(Dataset entries)
——
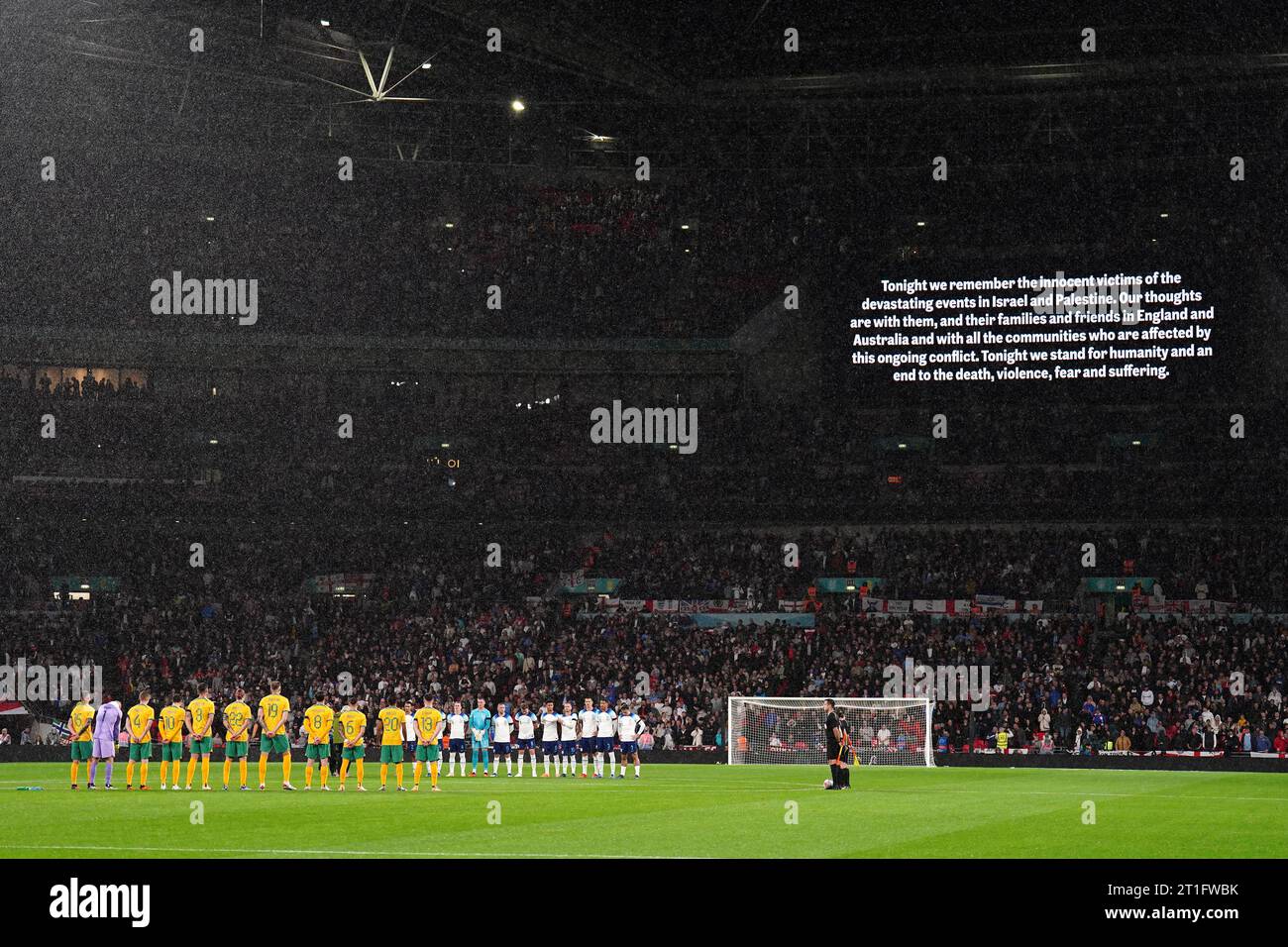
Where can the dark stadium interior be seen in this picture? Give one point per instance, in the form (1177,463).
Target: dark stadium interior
(471,423)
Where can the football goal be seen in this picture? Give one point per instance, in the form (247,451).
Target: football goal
(884,731)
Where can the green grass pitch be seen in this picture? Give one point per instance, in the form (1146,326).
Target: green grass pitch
(674,810)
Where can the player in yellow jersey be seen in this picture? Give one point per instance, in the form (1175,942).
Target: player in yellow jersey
(274,718)
(201,725)
(389,724)
(80,724)
(237,723)
(429,728)
(353,724)
(170,725)
(140,725)
(317,725)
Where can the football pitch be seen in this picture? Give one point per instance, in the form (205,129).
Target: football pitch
(673,810)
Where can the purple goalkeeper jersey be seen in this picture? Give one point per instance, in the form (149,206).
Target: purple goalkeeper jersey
(107,723)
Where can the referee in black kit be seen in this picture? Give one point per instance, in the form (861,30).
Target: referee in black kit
(837,742)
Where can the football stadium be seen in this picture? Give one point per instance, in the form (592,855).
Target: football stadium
(601,431)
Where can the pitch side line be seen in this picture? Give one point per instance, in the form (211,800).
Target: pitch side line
(326,852)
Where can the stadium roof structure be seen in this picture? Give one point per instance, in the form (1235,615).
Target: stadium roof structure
(695,85)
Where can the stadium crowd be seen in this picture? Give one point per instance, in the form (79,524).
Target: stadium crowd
(1137,684)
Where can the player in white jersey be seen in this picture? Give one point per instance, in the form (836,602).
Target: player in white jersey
(456,724)
(527,725)
(568,740)
(501,727)
(589,724)
(605,732)
(629,728)
(550,736)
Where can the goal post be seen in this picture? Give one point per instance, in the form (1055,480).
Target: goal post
(884,731)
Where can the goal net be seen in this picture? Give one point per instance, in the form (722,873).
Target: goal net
(884,731)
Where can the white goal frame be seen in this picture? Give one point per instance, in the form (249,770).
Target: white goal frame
(918,707)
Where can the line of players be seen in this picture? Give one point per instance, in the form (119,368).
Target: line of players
(590,733)
(593,735)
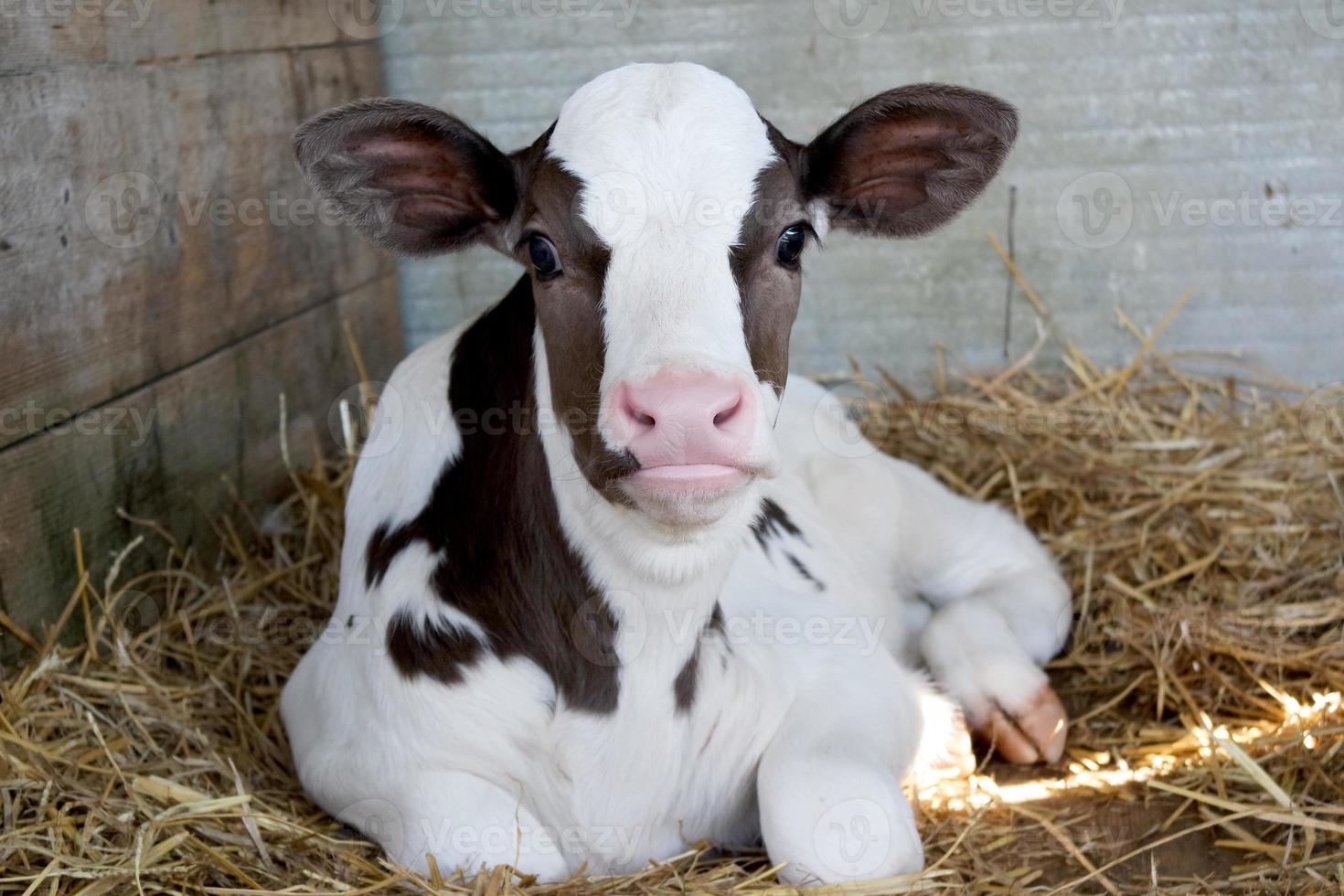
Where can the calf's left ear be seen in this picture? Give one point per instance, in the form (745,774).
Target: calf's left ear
(907,160)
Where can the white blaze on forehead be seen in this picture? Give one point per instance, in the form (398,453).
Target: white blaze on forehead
(668,159)
(663,151)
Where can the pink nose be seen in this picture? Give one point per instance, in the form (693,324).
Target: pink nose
(682,418)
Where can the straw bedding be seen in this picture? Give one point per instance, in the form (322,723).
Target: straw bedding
(1200,523)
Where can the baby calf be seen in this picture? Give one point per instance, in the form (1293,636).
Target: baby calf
(612,581)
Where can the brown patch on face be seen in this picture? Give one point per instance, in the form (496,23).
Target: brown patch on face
(769,291)
(569,311)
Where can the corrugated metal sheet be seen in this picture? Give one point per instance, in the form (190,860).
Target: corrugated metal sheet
(1137,116)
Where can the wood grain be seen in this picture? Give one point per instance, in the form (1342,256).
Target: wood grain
(176,449)
(211,234)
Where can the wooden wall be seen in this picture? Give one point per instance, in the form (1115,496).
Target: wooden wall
(160,286)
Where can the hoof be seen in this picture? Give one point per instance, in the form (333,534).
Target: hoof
(1037,732)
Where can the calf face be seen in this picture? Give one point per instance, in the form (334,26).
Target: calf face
(663,222)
——
• WORK REQUIRED
Write out only the lines from the one that contains "Where can the goal net" through the last line of the records above, both included, word for word and without the pictures.

• OUTPUT BELOW
Where can the goal net be seen in this picture? Give one point per instance, in the form (722,873).
Target: goal net
(884,731)
Where can the white goal frame be seen in this picture? Give one point per instance, in the form (249,770).
Target: white goal frame
(918,707)
Where can the line of players be seen in this picture? Give one point per instance, in the form (119,368).
Target: line of players
(590,733)
(593,735)
Where can the calf's left ear be seen in this picture? Give one point per instance, in the form (745,774).
Target: calf's left ear
(907,160)
Where can the white blaze on forehead be seen in this picture? Give one point per instance, in the form (398,453).
Target: white blaze on forehead
(668,159)
(663,151)
Where can the pink nose be seen in this picture? Give one point per instance, in the form (693,324).
Target: pink nose
(682,418)
Where can the straw bedding be seen in this picture? Give one point per instance, in the form (322,723).
Target: straw bedding
(1200,523)
Where can the baby calf be seen in this picture? Give one point per instance, in the form (1293,636).
Target: baby calf
(612,581)
Where can the brown patch on face be seen in this picture? Give one point per instance, in the form (496,23).
Target: brown patch on face
(769,291)
(569,311)
Where can the corrugated metal sheet be seen in this picture? Give one point per instance, in the form (190,860).
Target: corrugated metal sheet
(1137,116)
Where can the wood grain be seen in this picture? Give one point per instance, in the form (1342,256).
Target: wood grain
(176,449)
(211,234)
Where can the wooden wall be seen in this picture? Give one point per instance, in the form (1115,496).
Target: wooden wall
(160,286)
Where can the hoof be seen in this picture? Give one point per instance, in the form (333,534).
Target: hoof
(1037,732)
Where can the calf face be seen in this picture? Give one point per instance, in the form (334,26).
Target: calf face
(663,222)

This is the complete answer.